**Tugas**
Lanjutkan teks tentang adab berhari raya Idul Fitri, dimulai tepat setelah kalimat terakhirnya.

**Kutipan untuk Dibaca**
────────────────
Jumat, 02 Agustus 2013

Lebaran Sebentar Lagi

Tak terasa, sepekan lagi umat Islam di bumi ini akan merayakan Hari Raya Idul Fitri 1431 H. Inilah, hari kemenangan bagi mereka yang berpuasa sebulan penuh di bulan Ramadhan. Semua umat Muslim bersuka cita menyambut datangnya hari raya.

Umat Muslim di berbagai tempat, daerah, dan negara memiliki tradisi masing-masing dalam menyambut datangnya Hari Raya Idul Fitri.  Namun, intinya pada saat hari raya, setiap keluarga bisa berkumpul, saling mengunjungi, dan bersilaturahim, serta saling memaafkan.

Agar Idul Fitri 1431 H benar-benar bermakna, sebaiknya seorang Muslim hendaknya memperhatikan adab berhari raya. Rasulullah SAW telah memberi contoh dan teladan tentang adab berhari raya.

Dalam Kitab Mausuu'atul Aadaab Al-Islaamiyyah, Syekh Abdul Azis bin Fathi As-Sayyid Nada menjelaskan adab berhari raya secara rinci. Lalu apa saja adab yang perlu diperhatikan saat berhari raya?

Pertama
, niat yang benar.
Niat yang benar merupakan dasar dari semua urusan. ''Wajib bagi seorang Muslim menghadirkan niat yang benar dalam segala perkara berkaitan dengan hari raya, seperti berniat ketika keluar rumah untuk shalat demi mengikuti Nabi SAW,'' ungkap Syekh Sayyid Nada.

Kedua, mandi.
────────────────
Item tersimpan dari suatu koleksi
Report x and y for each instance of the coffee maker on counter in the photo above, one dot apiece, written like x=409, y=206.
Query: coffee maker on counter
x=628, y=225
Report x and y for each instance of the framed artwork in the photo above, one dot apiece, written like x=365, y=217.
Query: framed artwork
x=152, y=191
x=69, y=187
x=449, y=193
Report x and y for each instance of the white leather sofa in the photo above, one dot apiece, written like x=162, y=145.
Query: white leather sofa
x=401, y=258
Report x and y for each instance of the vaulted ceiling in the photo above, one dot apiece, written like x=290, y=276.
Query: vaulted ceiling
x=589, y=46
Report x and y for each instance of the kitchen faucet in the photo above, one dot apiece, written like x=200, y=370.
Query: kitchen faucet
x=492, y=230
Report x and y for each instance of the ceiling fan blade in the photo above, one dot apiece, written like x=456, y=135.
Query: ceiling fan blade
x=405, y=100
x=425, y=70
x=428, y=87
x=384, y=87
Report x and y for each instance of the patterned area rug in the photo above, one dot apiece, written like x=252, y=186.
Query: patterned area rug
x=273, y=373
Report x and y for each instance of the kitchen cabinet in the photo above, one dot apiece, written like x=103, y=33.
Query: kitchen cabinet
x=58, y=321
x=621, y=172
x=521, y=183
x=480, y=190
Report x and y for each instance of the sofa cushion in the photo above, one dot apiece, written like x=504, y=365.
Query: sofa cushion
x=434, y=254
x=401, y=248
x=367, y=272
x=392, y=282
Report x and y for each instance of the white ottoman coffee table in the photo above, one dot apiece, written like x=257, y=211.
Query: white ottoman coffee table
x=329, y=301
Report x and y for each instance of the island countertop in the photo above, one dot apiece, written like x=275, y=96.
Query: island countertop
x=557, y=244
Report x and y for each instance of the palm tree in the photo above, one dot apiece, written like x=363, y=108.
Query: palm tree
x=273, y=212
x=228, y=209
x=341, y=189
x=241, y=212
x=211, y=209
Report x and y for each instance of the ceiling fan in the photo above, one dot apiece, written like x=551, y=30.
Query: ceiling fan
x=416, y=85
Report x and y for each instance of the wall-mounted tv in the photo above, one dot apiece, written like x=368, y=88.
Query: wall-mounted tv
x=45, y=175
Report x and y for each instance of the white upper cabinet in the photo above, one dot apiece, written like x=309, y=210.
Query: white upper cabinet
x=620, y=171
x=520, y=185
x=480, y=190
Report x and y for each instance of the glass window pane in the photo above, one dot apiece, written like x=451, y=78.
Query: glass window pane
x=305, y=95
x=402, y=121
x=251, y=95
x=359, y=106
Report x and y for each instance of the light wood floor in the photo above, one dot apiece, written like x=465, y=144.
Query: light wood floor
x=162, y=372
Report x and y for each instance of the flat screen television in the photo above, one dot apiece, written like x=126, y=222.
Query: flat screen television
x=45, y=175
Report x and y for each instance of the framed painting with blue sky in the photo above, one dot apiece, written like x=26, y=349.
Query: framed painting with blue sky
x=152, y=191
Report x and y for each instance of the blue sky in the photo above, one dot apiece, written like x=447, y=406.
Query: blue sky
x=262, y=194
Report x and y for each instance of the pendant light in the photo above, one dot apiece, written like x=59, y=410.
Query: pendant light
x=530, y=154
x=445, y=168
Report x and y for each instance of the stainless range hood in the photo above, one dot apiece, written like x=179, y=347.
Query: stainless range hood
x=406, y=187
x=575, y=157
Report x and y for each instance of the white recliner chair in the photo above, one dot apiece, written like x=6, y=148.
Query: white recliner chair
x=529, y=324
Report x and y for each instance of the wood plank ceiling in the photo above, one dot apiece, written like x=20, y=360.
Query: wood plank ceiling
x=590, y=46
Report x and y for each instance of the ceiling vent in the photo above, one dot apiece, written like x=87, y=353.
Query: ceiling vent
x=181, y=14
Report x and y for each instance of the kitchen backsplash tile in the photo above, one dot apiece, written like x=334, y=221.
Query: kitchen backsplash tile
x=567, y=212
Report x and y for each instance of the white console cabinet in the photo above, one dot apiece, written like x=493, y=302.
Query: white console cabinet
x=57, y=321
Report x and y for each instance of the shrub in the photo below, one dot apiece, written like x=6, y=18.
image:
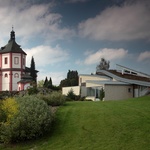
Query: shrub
x=53, y=99
x=32, y=119
x=8, y=109
x=32, y=90
x=102, y=94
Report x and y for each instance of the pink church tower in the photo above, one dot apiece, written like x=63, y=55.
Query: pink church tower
x=12, y=66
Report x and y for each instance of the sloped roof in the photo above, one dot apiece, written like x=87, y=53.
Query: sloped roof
x=130, y=76
x=127, y=78
x=12, y=46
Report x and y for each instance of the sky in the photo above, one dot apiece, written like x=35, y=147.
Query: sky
x=65, y=35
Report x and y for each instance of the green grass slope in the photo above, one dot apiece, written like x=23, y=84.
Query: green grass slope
x=108, y=125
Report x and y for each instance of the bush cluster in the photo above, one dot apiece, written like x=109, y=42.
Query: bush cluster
x=53, y=98
x=24, y=118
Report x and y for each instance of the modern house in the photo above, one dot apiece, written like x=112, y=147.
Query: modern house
x=122, y=83
x=14, y=75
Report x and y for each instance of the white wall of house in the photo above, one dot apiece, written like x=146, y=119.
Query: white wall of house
x=118, y=92
x=5, y=80
x=76, y=90
x=16, y=60
x=6, y=56
x=84, y=78
x=15, y=78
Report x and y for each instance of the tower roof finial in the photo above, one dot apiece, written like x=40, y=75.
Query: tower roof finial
x=12, y=34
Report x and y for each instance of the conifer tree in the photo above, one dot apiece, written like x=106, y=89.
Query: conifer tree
x=32, y=70
x=45, y=82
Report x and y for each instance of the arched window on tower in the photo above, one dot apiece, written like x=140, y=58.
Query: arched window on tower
x=16, y=75
x=6, y=75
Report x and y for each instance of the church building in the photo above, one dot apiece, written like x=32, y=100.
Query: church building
x=14, y=75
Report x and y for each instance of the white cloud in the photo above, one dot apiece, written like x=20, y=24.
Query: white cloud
x=46, y=55
x=31, y=20
x=129, y=22
x=144, y=56
x=108, y=54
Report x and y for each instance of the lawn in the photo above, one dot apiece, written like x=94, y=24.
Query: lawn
x=108, y=125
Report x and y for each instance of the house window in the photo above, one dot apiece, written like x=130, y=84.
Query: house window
x=6, y=60
x=6, y=75
x=16, y=75
x=16, y=60
x=129, y=90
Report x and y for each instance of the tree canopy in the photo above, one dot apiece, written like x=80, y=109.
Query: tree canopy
x=103, y=65
x=71, y=80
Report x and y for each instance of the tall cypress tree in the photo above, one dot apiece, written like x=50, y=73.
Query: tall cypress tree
x=45, y=83
x=32, y=70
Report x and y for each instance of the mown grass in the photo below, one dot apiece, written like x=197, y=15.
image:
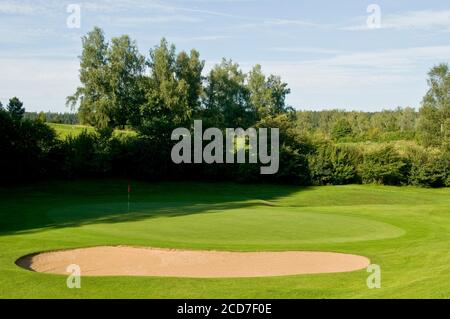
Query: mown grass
x=405, y=230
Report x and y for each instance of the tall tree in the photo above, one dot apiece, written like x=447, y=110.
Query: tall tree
x=125, y=71
x=189, y=68
x=167, y=98
x=434, y=123
x=15, y=109
x=226, y=98
x=93, y=94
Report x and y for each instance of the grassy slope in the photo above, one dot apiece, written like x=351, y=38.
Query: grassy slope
x=404, y=230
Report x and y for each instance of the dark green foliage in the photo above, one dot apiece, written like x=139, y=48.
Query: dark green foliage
x=334, y=164
x=24, y=147
x=428, y=168
x=15, y=109
x=341, y=129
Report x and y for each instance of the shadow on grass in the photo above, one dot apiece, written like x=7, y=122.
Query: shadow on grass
x=54, y=205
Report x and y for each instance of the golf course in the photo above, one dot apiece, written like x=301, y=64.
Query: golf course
x=404, y=230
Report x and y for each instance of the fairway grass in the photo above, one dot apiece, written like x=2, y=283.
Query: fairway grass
x=405, y=230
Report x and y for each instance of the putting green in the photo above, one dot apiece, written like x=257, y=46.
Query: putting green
x=404, y=230
x=258, y=226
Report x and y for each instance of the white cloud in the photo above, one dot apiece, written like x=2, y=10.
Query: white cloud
x=305, y=50
x=9, y=7
x=411, y=20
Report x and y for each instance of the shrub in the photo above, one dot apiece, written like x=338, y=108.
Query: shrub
x=384, y=166
x=428, y=167
x=333, y=164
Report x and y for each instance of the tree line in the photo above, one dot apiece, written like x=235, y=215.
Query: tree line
x=167, y=89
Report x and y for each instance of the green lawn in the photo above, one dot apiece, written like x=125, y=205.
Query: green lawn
x=404, y=230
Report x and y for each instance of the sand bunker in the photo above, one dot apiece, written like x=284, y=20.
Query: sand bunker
x=133, y=261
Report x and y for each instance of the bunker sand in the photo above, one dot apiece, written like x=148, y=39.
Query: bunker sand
x=135, y=261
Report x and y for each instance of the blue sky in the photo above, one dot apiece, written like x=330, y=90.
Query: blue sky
x=323, y=49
────────────────
**Jawaban Latihan**
Pada hari Idul Fitri hendaknya setiap Muslim mandi. Sehingga, kata Syekh Sayyid Nada, dapat berkumpul bersama kaum Muslimin lainnya dalam keadaan bersih dan wangi. Diriwayatkan dari Ibnu Umar RA, bahwa ia mandi pada hari raya Idul Fitri, sebelum berangkat ke tempat shalat. (HR Malik dalam kitab al-Muwaththa).

Ketiga, memakai wewangian.
Saat akan shalat Idul Fitri, hendaknya setiap Muslim memakai wewangian dan dalam keadaan bersih.

Keempat, memakai pakaian baru.
Menurut Syekh Sayyid Nada, jika seseorang mampu, disunahkan memakai pakaian baru pada hari raya Idul Fitri. Hal itu menunjukkan rasa syukur atas nikmat yang diberikan Allah SWT dan menunjukkan kegembiraan pada hari raya.  Ibnu Umar RA memakai pakaian terbaiknya pada kedua hari raya. (HR Al-Baihaki).

Kelima, mengeluarkan zakat fitrah sebelum melaksanakan shalat.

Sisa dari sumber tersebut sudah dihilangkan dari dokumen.